◆ TAREFA 1 ◆
Responda às perguntas abaixo com base no texto sobre a curva epidêmica.
(a) Em que dia da semana o ministro francês da Saúde falou ao vivo pela televisão?
(b) O que marcava a linha horizontal traçada pelo ministro?
(c) Quantos novos casos a China comunicou nas últimas 24 horas?
◆ TAREFA 2 ◆
Devolva o trecho do texto sobre a curva epidêmica que começa em "O ministro tinha" e termina em "tomar decisões drásticas.", copiando-o sem alterações.

◆ TEXTO FORNECIDO ◆

----

“Não temos como impedir que o vírus circule”, admitiu na segunda-feira, ao vivo pela televisão, o ministro francês da Saúde, Olivier Véran. “Mas podemos evitar que muitas pessoas se infectem de uma só vez”, observou. “Uma imagem vale mais que mil palavras”, prosseguiu o ministro após pegar uma caneta e começar a desenhar num papel. De sua mão saiu o gráfico que resume visualmente a estratégia mundial contra o novo coronavírus: tentar aplainar a curva epidêmica.
O próprio ministro francês explicou isso pela TV. Pintou uma montanha bem íngreme para representar um número muito alto de infectados em pouco tempo. Em seguida, traçou uma linha horizontal para marcar a capacidade dos hospitais. O auge da epidemia superava esse teto e apontava para o colapso do sistema sanitário. “Isto é o que aconteceu em alguns lugares da Itália”, alertou Véran. Então, ele desenhou outra montanha mais baixa, mas com uma base mais extensa. Esse é o objetivo, disse: “Estar sempre abaixo do limite de saturação, de maneira que a epidemia seja menos violenta e intensa.”
O ministro tinha visto o gráfico dias antes na revista médica The Lancet, numa análise encabeçada pelo epidemiologista britânico Roy Anderson. “O que ocorreu na China mostra que a quarentena, o distanciamento social e o isolamento das populações infectadas podem conter a epidemia”, afirma a equipe de Anderson, do Imperial College de Londres. A China, lugar de origem do inquietante coronavírus, comunicou apenas 15 novos casos nas últimas 24 horas, frente aos mais de 4.100 detectados nesse período no resto do mundo. É preciso tomar decisões drásticas.

----

◆ DADOS DISPONÍVEIS ◆
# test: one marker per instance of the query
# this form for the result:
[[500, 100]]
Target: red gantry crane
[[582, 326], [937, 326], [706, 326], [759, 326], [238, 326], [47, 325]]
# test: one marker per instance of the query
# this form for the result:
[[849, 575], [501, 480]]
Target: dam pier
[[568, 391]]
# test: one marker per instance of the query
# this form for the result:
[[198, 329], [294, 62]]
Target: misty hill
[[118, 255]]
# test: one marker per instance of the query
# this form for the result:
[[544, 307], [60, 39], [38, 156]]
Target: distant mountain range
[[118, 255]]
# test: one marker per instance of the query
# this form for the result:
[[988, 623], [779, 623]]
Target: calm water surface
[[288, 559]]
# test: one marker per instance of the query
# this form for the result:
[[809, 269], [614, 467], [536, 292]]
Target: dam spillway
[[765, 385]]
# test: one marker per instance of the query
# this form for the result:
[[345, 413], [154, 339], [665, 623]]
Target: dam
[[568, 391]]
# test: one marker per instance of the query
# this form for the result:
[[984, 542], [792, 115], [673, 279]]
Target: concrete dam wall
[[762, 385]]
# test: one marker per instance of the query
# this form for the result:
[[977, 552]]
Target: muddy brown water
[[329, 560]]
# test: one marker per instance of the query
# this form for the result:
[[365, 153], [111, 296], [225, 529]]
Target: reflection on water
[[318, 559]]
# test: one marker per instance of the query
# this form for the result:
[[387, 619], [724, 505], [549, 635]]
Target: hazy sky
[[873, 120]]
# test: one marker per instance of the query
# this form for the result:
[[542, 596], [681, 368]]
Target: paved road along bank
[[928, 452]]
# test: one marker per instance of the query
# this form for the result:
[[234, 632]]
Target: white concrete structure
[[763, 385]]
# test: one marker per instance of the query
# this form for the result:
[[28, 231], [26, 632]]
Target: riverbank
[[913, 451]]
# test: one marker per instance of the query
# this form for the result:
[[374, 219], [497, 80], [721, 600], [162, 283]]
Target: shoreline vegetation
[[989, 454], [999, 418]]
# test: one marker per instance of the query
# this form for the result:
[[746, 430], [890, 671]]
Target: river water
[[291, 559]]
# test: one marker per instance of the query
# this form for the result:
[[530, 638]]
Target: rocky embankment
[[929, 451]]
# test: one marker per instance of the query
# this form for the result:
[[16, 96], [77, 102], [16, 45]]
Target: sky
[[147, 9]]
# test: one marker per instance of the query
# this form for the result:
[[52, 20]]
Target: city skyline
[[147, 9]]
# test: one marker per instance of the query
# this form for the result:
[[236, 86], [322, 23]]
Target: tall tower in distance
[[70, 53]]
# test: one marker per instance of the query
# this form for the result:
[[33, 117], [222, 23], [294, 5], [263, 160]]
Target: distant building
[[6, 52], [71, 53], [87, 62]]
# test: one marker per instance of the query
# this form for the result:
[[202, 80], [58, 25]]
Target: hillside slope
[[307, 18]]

----

◆ RESULTADO DA TAREFA 1 ◆
(a) Na segunda-feira.
(b) A capacidade dos hospitais.
(c) 15 novos casos.

◆ RESULTADO DA TAREFA 2 ◆
O ministro tinha visto o gráfico dias antes na revista médica The Lancet, numa análise encabeçada pelo epidemiologista britânico Roy Anderson. “O que ocorreu na China mostra que a quarentena, o distanciamento social e o isolamento das populações infectadas podem conter a epidemia”, afirma a equipe de Anderson, do Imperial College de Londres. A China, lugar de origem do inquietante coronavírus, comunicou apenas 15 novos casos nas últimas 24 horas, frente aos mais de 4.100 detectados nesse período no resto do mundo. É preciso tomar decisões drásticas.